Her second book, Bonfire Opera, (University of Pittsburgh Press, 2020), was a finalist for the Paterson Poetry Prize, and winner of the Northern California Book Award in Poetry. The 2020 recipient of the Lucille Clifton Legacy Award, she is a Poet Laureate emeritus of Santa Cruz County, California, co-leads the Poetry of Resilience webinars with James Crews. She is on the faculty of Pacific University’s low-residency MFA program.
Lynn Xu
Monday, June 5, 2023 at 1pm
Virtual
Born in Shanghai, poet Lynn Xu earned a BA from the University of California at Berkeley and an MFA at Brown University. She received a Catherine and William L. Magistretti Fellowship and a Jacob K. Javits Fellowship for her doctoral studies at the University of California at Berkeley. Influenced by surrealism, philosophy, and critical theory, Xu composes poems engaged with structure on an intimate level. Poet Ben Lerner, in his 2010 introduction to Xu’s work in the Boston Review describes Xu as an “expert at multiplying sites of resonance and ambiguity,” praising “Xu’s ability to make the poetic line a little theater where the belatedness of language is felt—and sometimes lulled into suspension.” Xu is the author of the poetry collections And Those Ashen Heaps That Cantilevered Vase of Moonlight (2022) and Debts & Lessons (2013), which was a finalist for the L.A. Times Book Prize. In 2008 her work was featured in Best American Poetry and, in 2013, she was selected as a New American Poet at the Poetry Society of America. An editor for Canarium Books, Xu lives in Marfa, Texas with her husband, the poet, Joshua Edwards.
Terrance Hayes
Wednesday, September 6, 2023 at 12:30
Wistariahurst
Terrance Hayes is the author of seven poetry collections: So to Speak; American Sonnets for My Past And Future Assassin, a finalist for the National Book Award, National Book Critics Circle Award, and TS Eliot Prize; How to Be Drawn; Lighthead, winner of the 2010 National Book Award for poetry; Muscular Music, recipient of the Kate Tufts Discovery Award; Hip Logic, winner of the 2001 National Poetry Series, and Wind in a Box. His prose collection, To Float In The Space Between: Drawings and Essays in Conversation with Etheridge Knight, was a finalist for the National Book Critics Circle Award and winner of the Pegasus Award for Poetry Criticism. Hayes has received fellowships from the MacArthur Foundation, Guggenheim Foundation, and Whiting Foundation, and is a professor of English at New York University.
Ada Limón
Monday, September 25, 2023 at 1pm
Virtual
Ada Limón is the author of six books of poetry, including The Carrying, which won the National Book Critics Circle Award for Poetry. Her book Bright Dead Things was nominated for the National Book Award, the National Book Critics Circle Award, and the Kingsley Tufts Poetry Award. Her work has been supported most recently by a Guggenheim Fellowship. She grew up in Sonoma, California and now lives in Lexington, Kentucky where she writes, teaches remotely, and hosts the critically-acclaimed poetry podcast, The Slowdown. Her new book of poetry, The Hurting Kind, is out now from Milkweed Editions. She is the 24th Poet Laureate of The United States.

● ● ● ●

_Stated exercise 1_. In the poet biographies, which of Terrance Hayes's collections won the 2010 National Book Award for poetry?
_Stated exercise 2_. Extend the poet biographies, starting right after their final sentence.
The rows that come next are separate material with no connection to the poet biographies.

(Entries for location identification)
● ● ● ●

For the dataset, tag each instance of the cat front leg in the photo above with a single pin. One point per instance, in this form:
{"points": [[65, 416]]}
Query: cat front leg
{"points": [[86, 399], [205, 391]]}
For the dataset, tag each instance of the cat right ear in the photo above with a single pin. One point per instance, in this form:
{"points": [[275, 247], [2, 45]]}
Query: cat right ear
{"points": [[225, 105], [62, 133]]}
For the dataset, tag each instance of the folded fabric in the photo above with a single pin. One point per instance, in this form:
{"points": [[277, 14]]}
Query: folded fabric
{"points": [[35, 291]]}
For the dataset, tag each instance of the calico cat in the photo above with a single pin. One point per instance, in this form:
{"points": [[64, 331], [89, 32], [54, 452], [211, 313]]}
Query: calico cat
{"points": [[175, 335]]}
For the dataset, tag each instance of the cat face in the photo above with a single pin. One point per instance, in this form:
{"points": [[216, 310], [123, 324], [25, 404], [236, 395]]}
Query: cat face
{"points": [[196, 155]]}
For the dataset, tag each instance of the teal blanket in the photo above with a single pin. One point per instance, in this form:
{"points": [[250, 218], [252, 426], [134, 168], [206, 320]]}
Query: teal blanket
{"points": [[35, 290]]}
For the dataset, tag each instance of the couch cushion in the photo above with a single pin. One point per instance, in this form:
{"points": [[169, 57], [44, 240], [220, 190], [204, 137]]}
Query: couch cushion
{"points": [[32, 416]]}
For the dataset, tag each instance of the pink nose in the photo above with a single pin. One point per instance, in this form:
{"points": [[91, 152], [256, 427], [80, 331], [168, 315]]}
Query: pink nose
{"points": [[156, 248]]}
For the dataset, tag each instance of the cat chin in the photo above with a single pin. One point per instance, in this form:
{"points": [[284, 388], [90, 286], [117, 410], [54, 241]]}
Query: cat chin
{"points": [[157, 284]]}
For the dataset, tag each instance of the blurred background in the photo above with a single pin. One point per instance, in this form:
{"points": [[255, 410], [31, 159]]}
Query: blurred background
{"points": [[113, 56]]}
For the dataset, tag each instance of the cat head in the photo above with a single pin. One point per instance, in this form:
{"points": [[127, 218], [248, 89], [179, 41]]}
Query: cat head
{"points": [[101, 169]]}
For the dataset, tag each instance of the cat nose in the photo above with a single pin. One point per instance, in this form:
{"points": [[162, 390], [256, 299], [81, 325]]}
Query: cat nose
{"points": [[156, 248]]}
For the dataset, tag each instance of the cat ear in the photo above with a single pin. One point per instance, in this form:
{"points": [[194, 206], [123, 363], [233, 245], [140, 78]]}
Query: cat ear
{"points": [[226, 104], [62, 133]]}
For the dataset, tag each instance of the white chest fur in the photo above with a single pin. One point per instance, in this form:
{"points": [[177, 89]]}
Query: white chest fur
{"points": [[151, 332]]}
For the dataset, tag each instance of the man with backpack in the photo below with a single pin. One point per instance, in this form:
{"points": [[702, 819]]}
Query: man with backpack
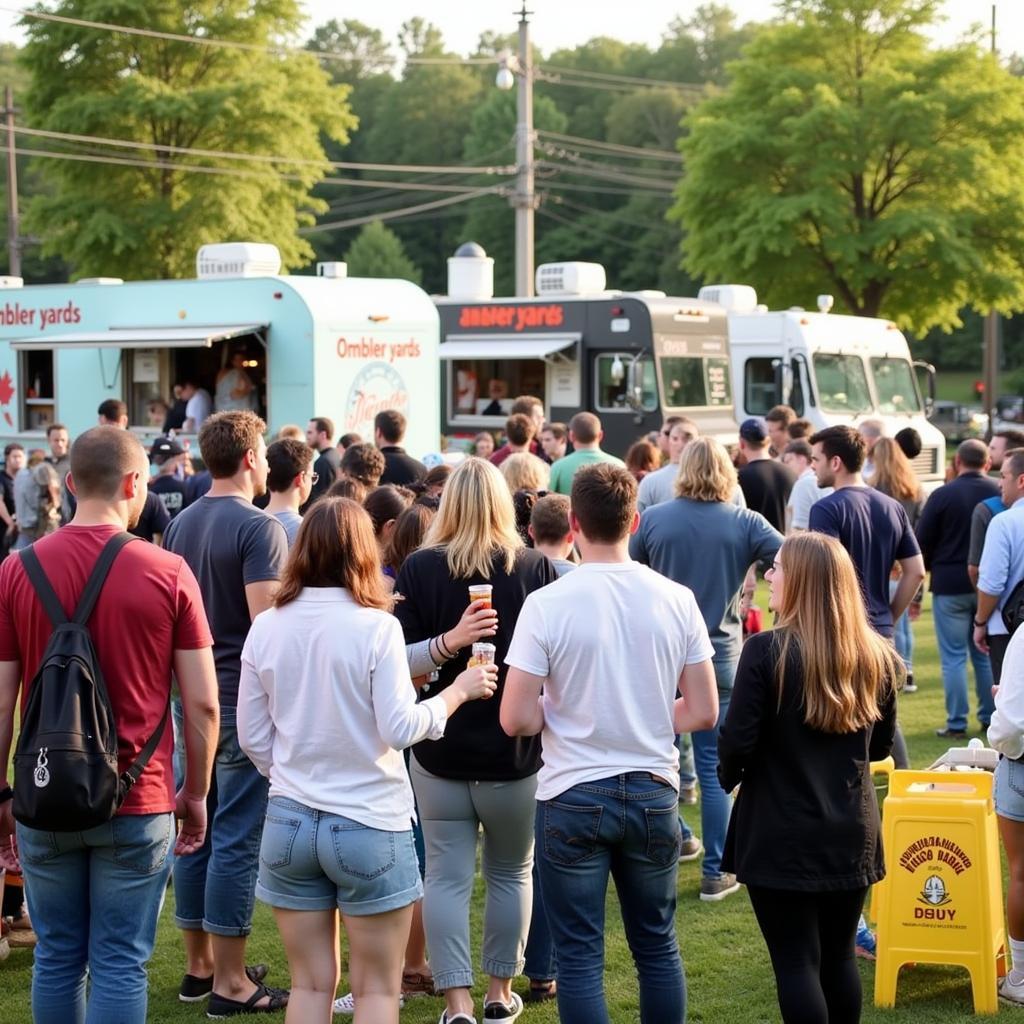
{"points": [[93, 786]]}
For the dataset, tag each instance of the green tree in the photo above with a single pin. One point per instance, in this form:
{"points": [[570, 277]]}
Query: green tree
{"points": [[846, 156], [377, 252], [148, 220]]}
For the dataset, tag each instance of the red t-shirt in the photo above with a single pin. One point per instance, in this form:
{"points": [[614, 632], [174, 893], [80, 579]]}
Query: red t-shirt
{"points": [[150, 606]]}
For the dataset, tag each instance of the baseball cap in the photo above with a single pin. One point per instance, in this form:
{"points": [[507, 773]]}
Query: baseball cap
{"points": [[166, 446], [754, 431]]}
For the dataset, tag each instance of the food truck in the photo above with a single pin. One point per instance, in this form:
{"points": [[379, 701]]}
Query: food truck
{"points": [[629, 356], [325, 345], [634, 357]]}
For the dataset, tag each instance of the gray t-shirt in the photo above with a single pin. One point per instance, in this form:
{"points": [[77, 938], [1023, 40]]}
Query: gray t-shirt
{"points": [[228, 544], [291, 521], [709, 547]]}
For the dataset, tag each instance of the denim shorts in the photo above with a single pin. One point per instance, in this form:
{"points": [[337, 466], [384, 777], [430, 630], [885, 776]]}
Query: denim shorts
{"points": [[314, 860], [1010, 790]]}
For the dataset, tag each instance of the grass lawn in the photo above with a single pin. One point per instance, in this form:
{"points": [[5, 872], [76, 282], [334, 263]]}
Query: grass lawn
{"points": [[727, 970]]}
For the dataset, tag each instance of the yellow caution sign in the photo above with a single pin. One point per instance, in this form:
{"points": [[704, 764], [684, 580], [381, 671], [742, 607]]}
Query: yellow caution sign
{"points": [[941, 900]]}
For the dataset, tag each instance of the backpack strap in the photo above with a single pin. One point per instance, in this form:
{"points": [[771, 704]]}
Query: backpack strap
{"points": [[98, 576], [47, 596], [134, 771]]}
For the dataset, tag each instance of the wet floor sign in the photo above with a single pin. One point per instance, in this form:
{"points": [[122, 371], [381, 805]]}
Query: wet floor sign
{"points": [[941, 901]]}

● ● ● ●

_Exercise output 1_. Lighthead

_Exercise output 2_.
Ross Gay
Tuesday, September 26, 2023 at 10am
Wistariahurst
Ross Gay is interested in joy.
Ross Gay wants to understand joy.
Ross Gay is curious about joy.
Ross Gay studies joy.
Something like that.
Ross Gay is the author of four books of poetry: Against Which; Bringing the Shovel Down; Be Holding, winner of the PEN American Literary Jean Stein Award; and Catalog of Unabashed Gratitude, winner of the 2015 National Book Critics Circle Award and the 2016 Kingsley Tufts Poetry Award. In addition to his poetry, Ross has released three collections of essays—The Book of Delights was released in 2019 and was a New York Times bestseller; Inciting Joy was released in 2022, and his newest collection, The Book of (More) Delights was released in September of 2023.
Major Jackson
Wednesday, October 4, 2023 at 1pm
The Care Center
Major Jackson is the author of six collections of poetry: Razzle Dazzle: New & Selected Poems; The Absurd Man; Roll Deep; Holding Company; Hoops; and Leaving Saturn, which was awarded the Cave Canem Poetry Prize and was a finalist for the National Book Critics Circle Award in Poetry. His poems and essays have appeared in AGNI, American Poetry Review, Callaloo, The New Yorker, Ploughshares, Poetry, Tin House, and in Best American Poetry. He served as guest editor of Best American Poetry in 2019. Jackson is a recipient of a Pushcart Prize, a Whiting Writers’ Award, and has been honored by the Pew Fellowship in the Arts and the Witter Bynner Foundation in conjunction with the Library of Congress.
Ruth Forman
Wednesday, October 18, 2023 at 1PM
Virtual
Ruth Forman is the author of the board books Curls, Glow, Bloom and Ours (Simon & Schuster, 2020, 2021 & 2022). She is an award-winning author of the poetry collections Prayers Like Shoes (Whit, 2009), Renaissance (Beacon, 1997), and We Are the Young Magicians (Beacon, 1993) as well as the children’s book Young Cornrows Callin Out the Moon (Children’s Book Press, 2007).
Ruth has received the Barnard New Women Poets Prize, The Pen Oakland Josephine Miles Literary Award, The Durfee Artist Fellowship, DC Commission on the Arts and Humanities Artist Fellowships, the National Council of Teachers of English Notable Book Award, and recognition by The American Library Association. She provides writing workshops at retreats, schools and universities across the country and abroad, and has presented in forums such as the United Nations, the PBS series The United States of Poetry and National Public Radio.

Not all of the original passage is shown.